■ Exercise requirements ■
In the film reviews, rewrite the stretch from "The film has" through "Source: France (1955)", putting "two-faced" in place of "hypocritical".

■ Supplied passage ■
☆ ☆ ☆ ☆

Films
City Lights
Director: Charles Chaplin
Genre: Comedy
Source: USA (1931)
Rating: UR
Location/Format: Blu-ray
Grade: B+
I have yet to see a silent movie I love more than Buster Keaton's Sherlock Jr., but City Lights comes close. Sweet, silly, and full of heart, the film makes it easy to see why Chaplin was such a beloved performer. His Little Tramp is so full of pathos and comic nobility that it's impossible not to root for him--especially when his intentions are so good.
The film has plenty to say about social strata and injustices--and about fundamental humanity that crosses all economic, racial, and other boundaries--but it doesn't really hit you over the head with those points. They just seem to shuffle themselves out of Chaplin's silly little walk: a hypocritical and drunken rich man, a bum who helps save a potential suicide, a black man who tries to share his knowledge with a white man, and on and on. All that, plus Virginia Cherrill's great performance as a sweet blind girl make this my favorite Chaplin movie so far (though admittedly, I have a lot of blind spots here--no pun intended). A pretty great little film.
Diabolique
Director: Henri-Georges Clouzot
Genre: Thriller
Source: France (1955)
Rating: UR
Location/Format: Blu-ray
Grade: A
What a great thriller! Diabolique works in ways like a standard Hitchcock thriller, but Clouzot ratchets up the tension in his own unique ways; this surpasses many of Hitch's own efforts and stands comfortably with the master's best. In fact, Clouzot is beating Hitchcock to the punch on several ideas that would later be attributed to Hitchcock. It's smart, it's frightening, and it is brilliant film making.

☆ ☆ ☆ ☆

■ Image entries on named regions ■
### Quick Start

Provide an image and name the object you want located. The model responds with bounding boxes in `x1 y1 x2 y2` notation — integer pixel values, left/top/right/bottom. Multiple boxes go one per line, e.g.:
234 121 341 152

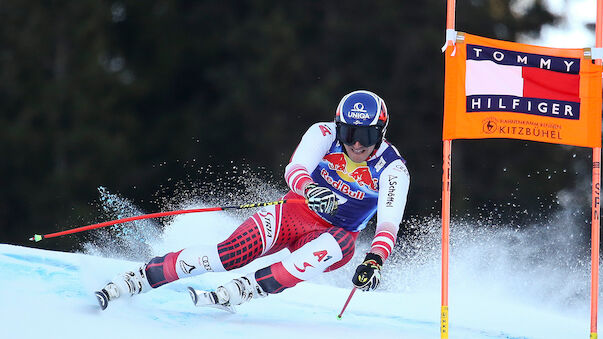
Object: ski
188 286 237 313
94 288 109 311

☆ ☆ ☆ ☆

■ Solution to the exercise ■
The film has plenty to say about social strata and injustices--and about fundamental humanity that crosses all economic, racial, and other boundaries--but it doesn't really hit you over the head with those points. They just seem to shuffle themselves out of Chaplin's silly little walk: a two-faced and drunken rich man, a bum who helps save a potential suicide, a black man who tries to share his knowledge with a white man, and on and on. All that, plus Virginia Cherrill's great performance as a sweet blind girl make this my favorite Chaplin movie so far (though admittedly, I have a lot of blind spots here--no pun intended). A pretty great little film.
Diabolique
Director: Henri-Georges Clouzot
Genre: Thriller
Source: France (1955)